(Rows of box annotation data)

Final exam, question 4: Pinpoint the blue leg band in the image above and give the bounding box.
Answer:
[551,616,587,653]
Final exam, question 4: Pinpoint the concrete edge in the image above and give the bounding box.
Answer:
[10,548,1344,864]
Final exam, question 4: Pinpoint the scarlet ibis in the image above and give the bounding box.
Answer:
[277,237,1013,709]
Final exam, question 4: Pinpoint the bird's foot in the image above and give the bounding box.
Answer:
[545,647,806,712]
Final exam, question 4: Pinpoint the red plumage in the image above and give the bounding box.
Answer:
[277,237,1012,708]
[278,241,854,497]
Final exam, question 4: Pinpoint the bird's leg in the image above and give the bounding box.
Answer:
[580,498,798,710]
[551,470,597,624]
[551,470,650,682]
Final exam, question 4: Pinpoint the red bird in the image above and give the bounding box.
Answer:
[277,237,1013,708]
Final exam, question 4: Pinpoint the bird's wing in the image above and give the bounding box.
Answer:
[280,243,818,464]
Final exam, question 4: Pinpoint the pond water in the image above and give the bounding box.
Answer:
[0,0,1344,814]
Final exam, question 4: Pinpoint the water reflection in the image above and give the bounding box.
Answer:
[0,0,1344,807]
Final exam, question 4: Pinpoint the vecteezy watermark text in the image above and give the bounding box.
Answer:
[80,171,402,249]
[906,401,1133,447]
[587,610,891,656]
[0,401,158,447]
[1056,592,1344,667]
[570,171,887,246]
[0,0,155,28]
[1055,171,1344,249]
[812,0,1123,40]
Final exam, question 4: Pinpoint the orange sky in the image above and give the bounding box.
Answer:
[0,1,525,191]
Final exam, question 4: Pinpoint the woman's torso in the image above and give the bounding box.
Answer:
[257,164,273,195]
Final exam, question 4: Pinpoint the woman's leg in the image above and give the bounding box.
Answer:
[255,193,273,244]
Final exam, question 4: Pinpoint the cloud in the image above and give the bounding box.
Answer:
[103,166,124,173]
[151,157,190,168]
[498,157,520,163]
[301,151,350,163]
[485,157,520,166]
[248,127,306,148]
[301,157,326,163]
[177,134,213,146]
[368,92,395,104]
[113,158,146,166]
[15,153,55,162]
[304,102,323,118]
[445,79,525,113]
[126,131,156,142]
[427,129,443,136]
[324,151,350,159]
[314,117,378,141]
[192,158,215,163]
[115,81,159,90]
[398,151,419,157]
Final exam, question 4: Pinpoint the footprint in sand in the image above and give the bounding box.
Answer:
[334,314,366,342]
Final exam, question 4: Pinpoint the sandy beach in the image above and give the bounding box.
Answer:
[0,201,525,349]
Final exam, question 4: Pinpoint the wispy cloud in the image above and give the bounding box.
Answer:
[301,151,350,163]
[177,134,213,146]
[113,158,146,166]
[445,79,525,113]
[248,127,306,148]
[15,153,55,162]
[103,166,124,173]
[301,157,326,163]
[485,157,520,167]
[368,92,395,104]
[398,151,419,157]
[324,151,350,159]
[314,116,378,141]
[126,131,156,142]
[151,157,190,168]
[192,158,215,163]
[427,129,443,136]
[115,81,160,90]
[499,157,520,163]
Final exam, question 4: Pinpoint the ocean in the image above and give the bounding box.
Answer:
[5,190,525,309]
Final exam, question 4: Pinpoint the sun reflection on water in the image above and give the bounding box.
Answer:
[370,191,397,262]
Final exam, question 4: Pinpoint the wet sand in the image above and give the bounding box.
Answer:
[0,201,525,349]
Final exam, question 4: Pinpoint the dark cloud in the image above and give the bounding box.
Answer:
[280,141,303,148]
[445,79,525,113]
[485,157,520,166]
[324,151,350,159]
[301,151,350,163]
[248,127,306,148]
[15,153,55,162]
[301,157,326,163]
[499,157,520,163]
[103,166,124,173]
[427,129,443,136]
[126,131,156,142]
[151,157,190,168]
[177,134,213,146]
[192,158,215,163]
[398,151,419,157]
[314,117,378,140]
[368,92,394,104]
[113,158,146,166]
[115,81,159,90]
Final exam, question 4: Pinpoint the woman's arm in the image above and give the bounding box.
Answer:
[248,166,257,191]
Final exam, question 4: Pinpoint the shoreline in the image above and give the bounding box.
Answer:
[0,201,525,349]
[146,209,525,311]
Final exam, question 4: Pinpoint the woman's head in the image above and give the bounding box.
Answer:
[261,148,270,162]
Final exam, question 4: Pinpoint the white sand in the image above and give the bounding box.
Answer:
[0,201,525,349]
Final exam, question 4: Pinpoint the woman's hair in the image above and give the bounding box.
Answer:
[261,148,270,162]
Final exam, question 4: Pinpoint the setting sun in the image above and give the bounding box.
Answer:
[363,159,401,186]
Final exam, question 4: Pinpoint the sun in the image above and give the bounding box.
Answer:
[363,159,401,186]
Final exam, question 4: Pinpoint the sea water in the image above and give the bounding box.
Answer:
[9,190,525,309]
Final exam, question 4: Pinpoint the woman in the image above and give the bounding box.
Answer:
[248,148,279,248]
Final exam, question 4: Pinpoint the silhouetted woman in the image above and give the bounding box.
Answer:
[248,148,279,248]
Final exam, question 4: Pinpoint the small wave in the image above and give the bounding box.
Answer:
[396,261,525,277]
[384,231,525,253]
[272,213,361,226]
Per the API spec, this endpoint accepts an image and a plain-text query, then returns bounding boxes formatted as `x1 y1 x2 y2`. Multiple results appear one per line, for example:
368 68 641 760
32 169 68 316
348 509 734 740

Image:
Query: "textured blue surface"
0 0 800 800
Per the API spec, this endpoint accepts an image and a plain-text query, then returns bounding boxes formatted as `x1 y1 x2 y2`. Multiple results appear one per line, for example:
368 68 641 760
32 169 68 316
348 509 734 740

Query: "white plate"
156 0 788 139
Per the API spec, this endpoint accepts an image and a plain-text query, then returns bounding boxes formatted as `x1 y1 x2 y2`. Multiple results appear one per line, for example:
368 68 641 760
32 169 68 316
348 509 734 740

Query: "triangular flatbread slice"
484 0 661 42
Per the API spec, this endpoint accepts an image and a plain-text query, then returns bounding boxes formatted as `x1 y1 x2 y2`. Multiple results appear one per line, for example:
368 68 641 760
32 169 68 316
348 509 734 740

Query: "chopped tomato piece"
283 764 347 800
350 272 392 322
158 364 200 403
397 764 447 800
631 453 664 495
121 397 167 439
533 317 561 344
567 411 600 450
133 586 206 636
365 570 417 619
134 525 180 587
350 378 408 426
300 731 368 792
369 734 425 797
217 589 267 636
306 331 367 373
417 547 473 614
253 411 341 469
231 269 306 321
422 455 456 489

* [DESCRIPTION OF THE TASK] Which lines in the listing contain the word "white"? Select each one and copy it out in full.

* [EXERCISE ANSWER]
Final exam, question 4: Pinpoint the white sand in the image above and give the bounding box.
Query: "white plate"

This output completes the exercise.